> [Фрагмент текста]
Читаем Слова, живущие во времени (Статьи и эссе) полностью

Истерия? Вполне возможно. Если один из элементов нагреть больше положенного, наступает своего рода усталость материала. По-моему, именно такая "усталость материала" и является изменением сущности, в результате которого - в крайних случаях - наше "я" "погибает". В период между войнами, отмеченный усталостью от жизни (и безработицей), существовали "мелодии самоубийства": одну из них, венгерскую, представляли так, будто бы она была причиной сотен самоубийств. Думаю, здесь нет преувеличений, если принять во внимание фашистские порядки, господствовавшие тогда в Венгрии. Мне кажется верным, что мы должны рисковать чем-то, воспринимая и переживая произведения искусства, будь то популярное "искусство самоубийства" или искусство, вызывающее к жизни то, что я называю нашей сущностью. Я вполне серьезно полагаю, что мы должны быть готовы "умереть" за искусство.

> [Задание a]
Продублируйте отрывок об искусстве и «усталости материала» полностью, без единого изменения.

> [Строки набора данных]

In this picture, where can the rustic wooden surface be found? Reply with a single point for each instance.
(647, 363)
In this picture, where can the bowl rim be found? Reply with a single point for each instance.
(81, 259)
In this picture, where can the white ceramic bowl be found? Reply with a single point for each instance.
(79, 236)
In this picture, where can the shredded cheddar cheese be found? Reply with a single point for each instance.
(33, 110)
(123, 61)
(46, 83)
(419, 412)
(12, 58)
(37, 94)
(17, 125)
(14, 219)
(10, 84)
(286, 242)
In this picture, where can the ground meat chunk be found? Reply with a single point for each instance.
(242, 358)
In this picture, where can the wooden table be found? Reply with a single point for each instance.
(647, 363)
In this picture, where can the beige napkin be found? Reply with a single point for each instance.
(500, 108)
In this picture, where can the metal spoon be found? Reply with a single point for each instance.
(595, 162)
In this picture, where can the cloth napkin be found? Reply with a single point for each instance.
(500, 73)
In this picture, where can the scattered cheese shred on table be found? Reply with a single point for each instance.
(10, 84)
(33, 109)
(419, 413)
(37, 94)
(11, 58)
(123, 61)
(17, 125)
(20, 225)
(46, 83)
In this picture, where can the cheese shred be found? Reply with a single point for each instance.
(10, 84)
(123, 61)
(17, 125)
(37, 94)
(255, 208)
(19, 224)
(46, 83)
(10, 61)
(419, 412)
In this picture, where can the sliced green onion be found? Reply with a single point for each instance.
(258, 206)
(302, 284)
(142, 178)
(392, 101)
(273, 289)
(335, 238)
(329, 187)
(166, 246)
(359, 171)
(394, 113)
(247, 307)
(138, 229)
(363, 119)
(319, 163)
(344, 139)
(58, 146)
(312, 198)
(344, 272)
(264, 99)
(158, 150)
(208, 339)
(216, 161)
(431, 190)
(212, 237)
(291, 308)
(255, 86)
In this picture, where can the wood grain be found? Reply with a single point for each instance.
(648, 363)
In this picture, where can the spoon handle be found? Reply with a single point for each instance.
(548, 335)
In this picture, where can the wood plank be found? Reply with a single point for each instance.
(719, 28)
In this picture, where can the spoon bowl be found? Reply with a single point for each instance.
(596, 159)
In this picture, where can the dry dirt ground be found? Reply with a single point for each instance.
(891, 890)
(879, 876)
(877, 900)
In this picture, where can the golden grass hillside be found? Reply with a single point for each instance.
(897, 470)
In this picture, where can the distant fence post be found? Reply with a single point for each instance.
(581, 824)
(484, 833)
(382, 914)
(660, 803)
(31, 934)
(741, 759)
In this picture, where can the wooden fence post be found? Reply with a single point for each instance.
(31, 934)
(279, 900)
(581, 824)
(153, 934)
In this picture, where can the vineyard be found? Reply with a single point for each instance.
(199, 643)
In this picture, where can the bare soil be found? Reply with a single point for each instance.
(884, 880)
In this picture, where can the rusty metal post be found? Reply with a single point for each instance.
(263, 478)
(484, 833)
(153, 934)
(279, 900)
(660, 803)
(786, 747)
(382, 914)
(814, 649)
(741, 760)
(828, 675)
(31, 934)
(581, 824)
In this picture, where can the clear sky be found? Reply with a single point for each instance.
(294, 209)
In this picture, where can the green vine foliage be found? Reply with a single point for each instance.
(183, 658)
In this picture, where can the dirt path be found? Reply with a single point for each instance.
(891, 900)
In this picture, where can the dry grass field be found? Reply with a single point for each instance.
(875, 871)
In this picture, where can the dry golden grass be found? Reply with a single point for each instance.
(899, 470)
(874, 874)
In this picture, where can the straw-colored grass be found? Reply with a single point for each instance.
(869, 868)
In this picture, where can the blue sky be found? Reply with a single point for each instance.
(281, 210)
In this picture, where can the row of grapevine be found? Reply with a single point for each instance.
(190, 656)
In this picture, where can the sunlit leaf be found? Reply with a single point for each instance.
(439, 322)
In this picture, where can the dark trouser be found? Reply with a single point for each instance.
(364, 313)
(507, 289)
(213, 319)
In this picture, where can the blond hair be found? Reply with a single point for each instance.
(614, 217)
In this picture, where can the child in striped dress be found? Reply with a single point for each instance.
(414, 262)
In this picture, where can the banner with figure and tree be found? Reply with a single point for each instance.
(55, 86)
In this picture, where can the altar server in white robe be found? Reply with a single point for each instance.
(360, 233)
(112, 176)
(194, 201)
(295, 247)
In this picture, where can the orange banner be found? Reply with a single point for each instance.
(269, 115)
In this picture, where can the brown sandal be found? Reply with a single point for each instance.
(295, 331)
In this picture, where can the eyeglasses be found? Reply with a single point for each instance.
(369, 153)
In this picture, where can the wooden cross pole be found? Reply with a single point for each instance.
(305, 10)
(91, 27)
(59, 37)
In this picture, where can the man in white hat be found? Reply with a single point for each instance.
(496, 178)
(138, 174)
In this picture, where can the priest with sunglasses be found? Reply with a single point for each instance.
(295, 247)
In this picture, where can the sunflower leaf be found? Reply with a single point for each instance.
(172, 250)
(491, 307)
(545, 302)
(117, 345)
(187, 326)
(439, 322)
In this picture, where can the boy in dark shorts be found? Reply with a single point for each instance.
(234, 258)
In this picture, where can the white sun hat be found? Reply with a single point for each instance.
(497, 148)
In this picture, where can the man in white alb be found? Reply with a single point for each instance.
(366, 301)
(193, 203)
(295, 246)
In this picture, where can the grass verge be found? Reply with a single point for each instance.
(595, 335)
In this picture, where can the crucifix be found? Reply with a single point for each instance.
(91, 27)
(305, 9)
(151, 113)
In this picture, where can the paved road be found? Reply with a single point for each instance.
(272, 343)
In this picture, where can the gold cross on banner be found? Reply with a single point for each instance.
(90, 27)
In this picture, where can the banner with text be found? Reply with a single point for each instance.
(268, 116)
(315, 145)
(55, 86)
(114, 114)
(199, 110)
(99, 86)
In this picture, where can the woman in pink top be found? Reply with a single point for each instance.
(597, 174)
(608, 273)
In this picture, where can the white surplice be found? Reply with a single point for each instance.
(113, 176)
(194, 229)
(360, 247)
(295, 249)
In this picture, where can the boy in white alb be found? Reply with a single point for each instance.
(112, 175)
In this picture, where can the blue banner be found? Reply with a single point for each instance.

> [Задание b]
Пожалуйста, перепишите записи целиком, все строки подряд: начните со строки, где есть «In this picture, where can the paved», и закончите последней строкой записей, включив обе границы. Каждую координату точек умножьте на 0,6 и округлите до целого, половины округляйте вверх.

> [Результат a]
Читаем Слова, живущие во времени (Статьи и эссе) полностью

Истерия? Вполне возможно. Если один из элементов нагреть больше положенного, наступает своего рода усталость материала. По-моему, именно такая "усталость материала" и является изменением сущности, в результате которого - в крайних случаях - наше "я" "погибает". В период между войнами, отмеченный усталостью от жизни (и безработицей), существовали "мелодии самоубийства": одну из них, венгерскую, представляли так, будто бы она была причиной сотен самоубийств. Думаю, здесь нет преувеличений, если принять во внимание фашистские порядки, господствовавшие тогда в Венгрии. Мне кажется верным, что мы должны рисковать чем-то, воспринимая и переживая произведения искусства, будь то популярное "искусство самоубийства" или искусство, вызывающее к жизни то, что я называю нашей сущностью. Я вполне серьезно полагаю, что мы должны быть готовы "умереть" за искусство.

> [Результат b]
In this picture, where can the paved road be found? Reply with a single point for each instance.
(163, 206)
In this picture, where can the gold cross on banner be found? Reply with a single point for each instance.
(54, 16)
In this picture, where can the banner with text be found? Reply with a single point for each instance.
(161, 70)
(189, 87)
(33, 52)
(68, 68)
(119, 66)
(59, 52)
In this picture, where can the woman in pink top be found? Reply with a single point for each instance.
(358, 104)
(365, 164)
In this picture, where can the white surplice be found? Reply with a single point for each instance.
(68, 106)
(116, 137)
(216, 148)
(177, 149)
In this picture, where can the boy in white alb be found? Reply with a single point for each instance.
(67, 105)
In this picture, where can the blue banner be found? Reply with a single point for each instance.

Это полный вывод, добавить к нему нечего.